### TASK LIST
A – Answer these from the article on emerging markets and covid-19:
(i) Which four emerging-market governments does it name?
(ii) What title does it give Charles Robertson?
(iii) When is the US expected to see its new cases peak?
B – Write out the part of the article on emerging markets and covid-19 starting at "The flattening of" and ending at "peak next month.", swapping "curbing" for "slowing".
C – Carry on the article on emerging markets and covid-19 from the point where it stops.

*** PASSAGE SHOWN ***

EMs have done better than European countries to contain covid-19, but will struggle to finance lockdowns -RenCap
Emerging markets have done better than European countries to contain covid-19, but will struggle to finance lockdowns -RenCap: Emerging markets have, by and large, outperformed most European countries when it comes to containing the spread of covid-19, Renaissance Capital said on a webinar last week.
EM governments — including Egypt, Turkey, Russia, and South Africa — enacted effective policies including lockdowns faster than their European counterparts, as can be seen in the number of cases per 100k people once the policies went into effect (5 per 100k in Italy and the UK vs. less than 0.01 per 100k in Hubei). Europe is expected to see more deaths per capita by the end of the outbreak, but EMs are likely to keep their death rates from the virus at around the same level as Hubei, says Global Chief Economist Charles Robertson.
The flattening of the curve in Italy on the back of strict measures enacted by the government is “encouraging” and indicates that social distancing and lockdowns do work in curbing the spread of covid-19. Based on the “fairly straightforward” progression of the virus’ spread, the US is expected to see its new cases peak next month.

*** End of PASSAGE SHOWN ***
*** EXCERPTED DATA ***

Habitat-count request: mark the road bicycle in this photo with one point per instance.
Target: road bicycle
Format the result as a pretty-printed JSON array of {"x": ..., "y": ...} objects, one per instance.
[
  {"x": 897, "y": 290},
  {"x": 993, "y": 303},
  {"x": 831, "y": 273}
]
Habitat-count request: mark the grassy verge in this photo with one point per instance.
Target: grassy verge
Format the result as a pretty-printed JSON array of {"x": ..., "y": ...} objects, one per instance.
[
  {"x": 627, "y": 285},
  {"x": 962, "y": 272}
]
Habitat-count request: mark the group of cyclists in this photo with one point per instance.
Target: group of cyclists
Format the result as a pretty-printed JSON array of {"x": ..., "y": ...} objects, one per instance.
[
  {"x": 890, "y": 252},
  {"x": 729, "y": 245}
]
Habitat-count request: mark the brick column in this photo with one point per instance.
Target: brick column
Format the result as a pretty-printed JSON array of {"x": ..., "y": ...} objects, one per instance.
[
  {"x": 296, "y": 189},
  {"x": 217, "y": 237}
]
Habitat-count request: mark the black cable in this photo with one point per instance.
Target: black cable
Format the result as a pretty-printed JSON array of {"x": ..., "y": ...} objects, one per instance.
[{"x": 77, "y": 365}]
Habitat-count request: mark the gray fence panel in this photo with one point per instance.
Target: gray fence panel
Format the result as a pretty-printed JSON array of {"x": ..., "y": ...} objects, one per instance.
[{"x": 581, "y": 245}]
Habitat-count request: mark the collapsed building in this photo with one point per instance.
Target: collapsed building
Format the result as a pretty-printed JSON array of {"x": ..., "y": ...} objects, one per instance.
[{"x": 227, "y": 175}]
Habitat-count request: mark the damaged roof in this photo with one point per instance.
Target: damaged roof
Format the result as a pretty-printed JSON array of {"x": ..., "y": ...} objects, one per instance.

*** End of EXCERPTED DATA ***

### ANSWERS BY ITEM NUMBER
A –
(i) Egypt, Turkey, Russia, and South Africa
(ii) Global Chief Economist
(iii) Next month

B –
The flattening of the curve in Italy on the back of strict measures enacted by the government is “encouraging” and indicates that social distancing and lockdowns do work in slowing the spread of covid-19. Based on the “fairly straightforward” progression of the virus’ spread, the US is expected to see its new cases peak next month.

C –
Bond yields in EMs, which have been rising after already being high, beg the question of how these countries will be able to afford the lockdowns they’re imposing. RenCap flags Pakistan, Turkey, South Africa, Nigeria and Egypt, along with much of Latin America as being in the “not looking so hot corner” when it comes to yields. “Those countries that will likely struggle could and should seek cheaper funding from the IMF and World Bank or look for a G7 or G20 package if there’s one available,” says Daniel Salter, head of equity strategy. Finance Minister Mohamed Maait had told us earlier this week that the government could look at a fresh IMF facility — which Egypt had previously ruled out — to finance state spending in light of the “extenuating circumstances” created by the covid-19 outbreak.
The magnitude of outflows from EM equity funds has been relatively small, but this is the “fastest bear market” we’ve seen so far, according to Salter. The numbers might seem painful in terms of volume but the reality is that this only actually accounts for around 1.1% of EM assets under management.
Is the worst yet to come? This relatively low percentage suggests one of two things, Salter says: Either EMs have already taken so many consecutive blows over the past few years that resulted in heavy outflows so that there just isn’t much fat left to trim — or we still have the worst of the sell-off ahead of us.
The good news: EM currencies (minus China’s yuan) are at the cheapest they’ve been since 1998, meaning it’s a great chance to invest right now. Aside from Turkey, which was already facing currency pressure pre-covid-19, Latin American currencies have taken the biggest beating so far, with each of Columbia, Brazil, and Peru seeing their currencies drop 25%. Mexico’s peso has lost more than 30% of its value, and Russia’s RBL is down 10% mostly because of the oil price war. Frontier markets, on the other hand, have not seen currencies get cheaper as many are pegged. There have so far been very few redemptions in frontier markets because they have been “an unloved asset class” for the past couple of years, Robertson says.